(Items from a dataset)
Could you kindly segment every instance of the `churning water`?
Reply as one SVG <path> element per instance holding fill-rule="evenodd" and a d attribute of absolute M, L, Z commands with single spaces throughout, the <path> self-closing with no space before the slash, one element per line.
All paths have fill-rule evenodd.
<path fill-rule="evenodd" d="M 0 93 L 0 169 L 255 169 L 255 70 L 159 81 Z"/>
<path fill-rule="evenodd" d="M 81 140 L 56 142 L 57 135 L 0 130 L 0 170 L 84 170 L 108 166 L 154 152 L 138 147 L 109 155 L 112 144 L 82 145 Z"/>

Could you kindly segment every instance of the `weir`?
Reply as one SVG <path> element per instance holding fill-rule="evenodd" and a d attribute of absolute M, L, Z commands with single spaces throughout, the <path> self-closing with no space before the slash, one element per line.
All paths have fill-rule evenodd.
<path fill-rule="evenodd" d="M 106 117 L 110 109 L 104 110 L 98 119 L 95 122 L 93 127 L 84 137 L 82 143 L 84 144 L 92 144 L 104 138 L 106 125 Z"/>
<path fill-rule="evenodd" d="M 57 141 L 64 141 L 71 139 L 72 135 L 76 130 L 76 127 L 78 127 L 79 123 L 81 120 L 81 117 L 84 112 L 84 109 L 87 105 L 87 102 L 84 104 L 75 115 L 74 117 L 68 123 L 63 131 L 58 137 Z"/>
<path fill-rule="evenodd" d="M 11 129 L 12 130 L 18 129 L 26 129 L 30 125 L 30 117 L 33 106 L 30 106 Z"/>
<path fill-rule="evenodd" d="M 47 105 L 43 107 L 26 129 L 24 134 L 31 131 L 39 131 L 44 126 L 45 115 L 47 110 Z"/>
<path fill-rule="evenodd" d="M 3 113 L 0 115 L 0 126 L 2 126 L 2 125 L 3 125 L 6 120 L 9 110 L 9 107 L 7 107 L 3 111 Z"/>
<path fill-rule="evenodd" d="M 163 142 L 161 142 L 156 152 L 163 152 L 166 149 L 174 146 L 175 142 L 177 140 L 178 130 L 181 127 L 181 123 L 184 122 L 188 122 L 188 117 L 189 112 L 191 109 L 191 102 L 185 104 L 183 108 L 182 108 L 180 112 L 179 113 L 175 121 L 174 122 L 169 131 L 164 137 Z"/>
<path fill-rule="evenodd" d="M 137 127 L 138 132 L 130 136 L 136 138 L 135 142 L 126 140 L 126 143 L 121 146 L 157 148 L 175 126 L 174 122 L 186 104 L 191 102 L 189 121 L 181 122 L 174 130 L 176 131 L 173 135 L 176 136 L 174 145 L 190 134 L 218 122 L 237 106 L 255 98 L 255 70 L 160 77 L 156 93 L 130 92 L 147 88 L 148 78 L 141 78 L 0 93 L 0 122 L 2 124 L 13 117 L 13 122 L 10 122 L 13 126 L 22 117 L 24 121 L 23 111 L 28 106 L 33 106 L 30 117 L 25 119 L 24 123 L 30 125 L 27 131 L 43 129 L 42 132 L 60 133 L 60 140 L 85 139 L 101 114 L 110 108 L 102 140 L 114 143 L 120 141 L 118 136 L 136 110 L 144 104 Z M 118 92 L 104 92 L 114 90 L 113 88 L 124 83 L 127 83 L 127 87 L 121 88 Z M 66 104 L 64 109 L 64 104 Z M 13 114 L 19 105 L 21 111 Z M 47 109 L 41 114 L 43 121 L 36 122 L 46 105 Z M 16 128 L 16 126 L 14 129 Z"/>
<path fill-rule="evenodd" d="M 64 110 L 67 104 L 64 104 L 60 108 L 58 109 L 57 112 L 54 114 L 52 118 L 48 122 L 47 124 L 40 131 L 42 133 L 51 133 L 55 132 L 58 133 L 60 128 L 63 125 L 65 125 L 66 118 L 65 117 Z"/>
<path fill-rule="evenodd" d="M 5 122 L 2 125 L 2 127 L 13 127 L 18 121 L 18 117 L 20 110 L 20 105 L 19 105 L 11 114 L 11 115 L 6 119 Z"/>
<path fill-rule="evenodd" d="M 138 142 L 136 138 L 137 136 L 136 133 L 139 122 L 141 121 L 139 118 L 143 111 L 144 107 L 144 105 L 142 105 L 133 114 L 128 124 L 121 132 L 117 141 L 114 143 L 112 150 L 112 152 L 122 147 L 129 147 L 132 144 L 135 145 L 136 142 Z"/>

| TASK STATEMENT |
Please put every line of the records above into a JSON list of strings, with one string per line and blank lines left out.

| TASK RESPONSE |
[
  "Could you kindly segment every instance of the `churning water`?",
  "Reply as one SVG <path> element per instance holding fill-rule=\"evenodd\" and a d attribute of absolute M, L, Z commands with single spaces throughout, the <path> self-closing with no space before the slash, one element per line.",
  "All paths have fill-rule evenodd.",
  "<path fill-rule=\"evenodd\" d=\"M 0 93 L 0 169 L 255 169 L 255 70 L 159 81 Z\"/>",
  "<path fill-rule=\"evenodd\" d=\"M 81 140 L 56 142 L 57 135 L 0 130 L 0 170 L 84 170 L 108 166 L 154 152 L 138 147 L 109 155 L 112 144 L 82 145 Z\"/>",
  "Could you kindly segment every instance of the `weir`?",
  "Reply as one SVG <path> element per instance holding fill-rule=\"evenodd\" and a d attribute of absolute M, L, Z commands with single spaces throughout, the <path> self-closing with no space before the slash, one element per line.",
  "All paths have fill-rule evenodd.",
  "<path fill-rule=\"evenodd\" d=\"M 106 117 L 110 109 L 104 110 L 98 119 L 95 122 L 93 127 L 84 137 L 82 143 L 84 144 L 92 144 L 104 138 L 106 125 Z\"/>",
  "<path fill-rule=\"evenodd\" d=\"M 57 141 L 64 141 L 71 139 L 72 135 L 76 130 L 76 127 L 78 127 L 79 123 L 81 120 L 81 117 L 84 112 L 84 109 L 87 105 L 87 102 L 84 104 L 75 115 L 74 117 L 68 123 L 63 131 L 58 137 Z\"/>",
  "<path fill-rule=\"evenodd\" d=\"M 11 129 L 12 130 L 18 129 L 26 129 L 30 125 L 30 117 L 33 106 L 30 106 Z\"/>",
  "<path fill-rule=\"evenodd\" d=\"M 47 105 L 43 107 L 26 129 L 24 134 L 31 131 L 39 131 L 44 126 L 45 115 L 47 110 Z\"/>",
  "<path fill-rule=\"evenodd\" d=\"M 3 113 L 0 115 L 0 126 L 2 126 L 2 125 L 3 125 L 6 120 L 9 110 L 9 107 L 7 107 L 3 111 Z\"/>",
  "<path fill-rule=\"evenodd\" d=\"M 163 142 L 161 142 L 156 152 L 163 152 L 166 149 L 174 146 L 175 142 L 177 140 L 178 130 L 181 127 L 181 123 L 184 122 L 188 122 L 188 117 L 189 112 L 191 109 L 191 102 L 185 104 L 183 108 L 182 108 L 180 112 L 179 113 L 175 121 L 174 122 L 169 131 L 164 137 Z\"/>",
  "<path fill-rule=\"evenodd\" d=\"M 137 127 L 138 132 L 130 136 L 136 138 L 135 142 L 126 140 L 126 143 L 121 146 L 157 148 L 175 126 L 174 122 L 186 104 L 191 102 L 189 121 L 181 122 L 174 130 L 176 131 L 173 135 L 176 136 L 174 145 L 190 134 L 218 122 L 237 106 L 255 98 L 255 70 L 160 77 L 156 93 L 130 92 L 147 88 L 148 78 L 141 78 L 0 93 L 0 122 L 2 124 L 13 117 L 13 122 L 10 122 L 13 126 L 22 117 L 24 121 L 23 111 L 28 106 L 33 106 L 30 117 L 25 119 L 24 123 L 30 125 L 27 131 L 43 129 L 42 132 L 60 133 L 60 140 L 85 139 L 101 114 L 110 108 L 102 140 L 114 143 L 120 141 L 118 136 L 136 110 L 144 104 Z M 118 92 L 104 92 L 114 90 L 113 88 L 124 83 L 127 83 L 127 87 L 121 88 Z M 66 104 L 64 109 L 64 104 Z M 13 114 L 19 105 L 21 111 Z M 47 109 L 41 114 L 43 121 L 36 122 L 46 105 Z M 16 128 L 16 126 L 14 129 Z\"/>",
  "<path fill-rule=\"evenodd\" d=\"M 64 110 L 67 104 L 64 104 L 60 108 L 58 109 L 57 112 L 54 114 L 52 118 L 48 122 L 47 124 L 40 131 L 42 133 L 51 133 L 55 132 L 58 133 L 60 128 L 63 125 L 65 125 L 66 118 L 65 117 Z\"/>",
  "<path fill-rule=\"evenodd\" d=\"M 5 122 L 2 125 L 2 127 L 13 127 L 18 121 L 18 117 L 20 110 L 20 105 L 19 105 L 11 114 L 11 115 L 6 119 Z\"/>",
  "<path fill-rule=\"evenodd\" d=\"M 138 142 L 136 138 L 137 136 L 136 133 L 139 122 L 141 121 L 139 118 L 143 111 L 144 107 L 144 105 L 142 105 L 133 114 L 128 124 L 121 132 L 117 141 L 114 143 L 112 150 L 112 152 L 122 147 L 129 147 L 132 144 L 135 145 L 136 142 Z\"/>"
]